[Begin Data rows]

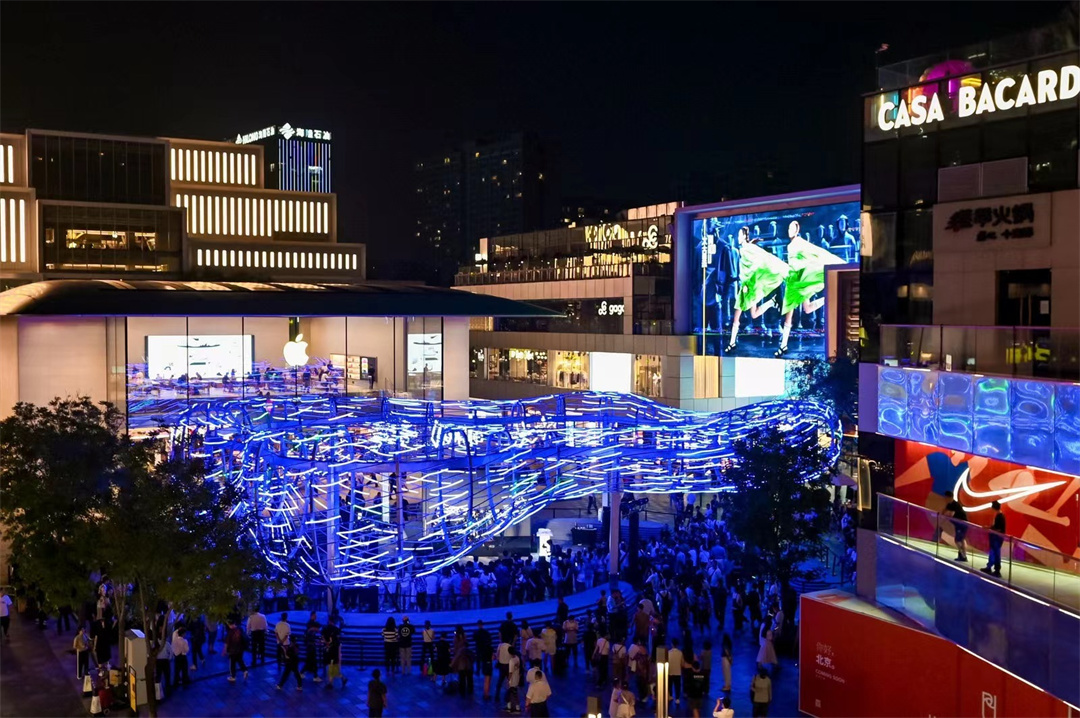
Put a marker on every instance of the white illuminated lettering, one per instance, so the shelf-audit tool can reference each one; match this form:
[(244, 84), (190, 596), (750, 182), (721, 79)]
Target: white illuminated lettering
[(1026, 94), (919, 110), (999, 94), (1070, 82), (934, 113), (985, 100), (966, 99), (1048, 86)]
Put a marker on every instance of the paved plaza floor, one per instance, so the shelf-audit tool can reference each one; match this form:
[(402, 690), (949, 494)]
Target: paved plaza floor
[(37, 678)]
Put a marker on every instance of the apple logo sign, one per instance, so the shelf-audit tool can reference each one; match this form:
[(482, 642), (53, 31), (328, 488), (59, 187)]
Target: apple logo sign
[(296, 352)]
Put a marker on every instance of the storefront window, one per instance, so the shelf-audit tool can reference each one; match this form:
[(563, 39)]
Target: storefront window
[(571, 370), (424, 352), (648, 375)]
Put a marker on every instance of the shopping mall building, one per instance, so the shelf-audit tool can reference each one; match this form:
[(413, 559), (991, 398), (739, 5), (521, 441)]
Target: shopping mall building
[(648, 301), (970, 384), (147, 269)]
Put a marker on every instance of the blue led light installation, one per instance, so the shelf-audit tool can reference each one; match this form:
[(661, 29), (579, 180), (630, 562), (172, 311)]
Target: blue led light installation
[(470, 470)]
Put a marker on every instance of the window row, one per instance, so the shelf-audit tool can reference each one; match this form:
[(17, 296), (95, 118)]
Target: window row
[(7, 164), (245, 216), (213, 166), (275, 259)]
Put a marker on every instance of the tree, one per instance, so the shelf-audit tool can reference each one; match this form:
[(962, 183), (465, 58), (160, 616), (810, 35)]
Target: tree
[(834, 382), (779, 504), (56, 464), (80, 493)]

[End Data rows]

=== Required work ===
Could you rewrite all the rows above, renaming "shelf-audit tool" to "mapping service" wherever it occurs and keeping everything else the same? Leave the pictures out.

=== Task output ===
Put a marker on every instance of the white illuminated lettering, one per instance, so the mapping service can reference each one; match this form:
[(244, 84), (190, 596), (750, 182), (721, 79)]
Target: white illuminated lettering
[(1026, 94), (919, 110), (999, 94), (1070, 82), (934, 113), (985, 100), (966, 99), (1048, 86)]
Put a marker on every instance of the paved plaza floor, one per instance, so the mapping service can reference each one; match this form:
[(402, 690), (949, 494)]
Target: paved plaza floor
[(37, 678)]
Put a marker on every instance of the apple logo sign, one per instance, so the mapping service can reference each one; match this form:
[(482, 642), (53, 31), (328, 488), (59, 187)]
Target: apple logo sign
[(296, 352)]
Put a marker on every instance of the storefront window, one per instance, so the mapping service can reference each one; match this form:
[(563, 39)]
Target: storefront window
[(571, 370), (424, 352), (648, 375)]
Put a marker on every instance of the shopping mall building, one per instance, so the mapping service can reference each one; match this form:
[(413, 559), (991, 398), (739, 5), (521, 441)]
Target: shopping mall building
[(648, 301), (970, 384), (147, 269)]
Put a marker on every instance of the blue led light installation, one per instance, so the mapping service can reference each one; match this form:
[(661, 29), (579, 180), (630, 562), (172, 311)]
Target: blue led light installation
[(470, 470)]
Put a marker on every instance of the window row, one per instance, so the mapping service can reference each one; match this form:
[(17, 296), (95, 118)]
Target: window row
[(7, 164), (245, 216), (213, 166), (275, 259)]
Put a marker on every instance of the tree, one per instance, so the mapping service can reference each one; match this form:
[(962, 183), (465, 58), (160, 616), (810, 35)]
Target: tree
[(834, 382), (779, 504), (56, 464), (80, 493)]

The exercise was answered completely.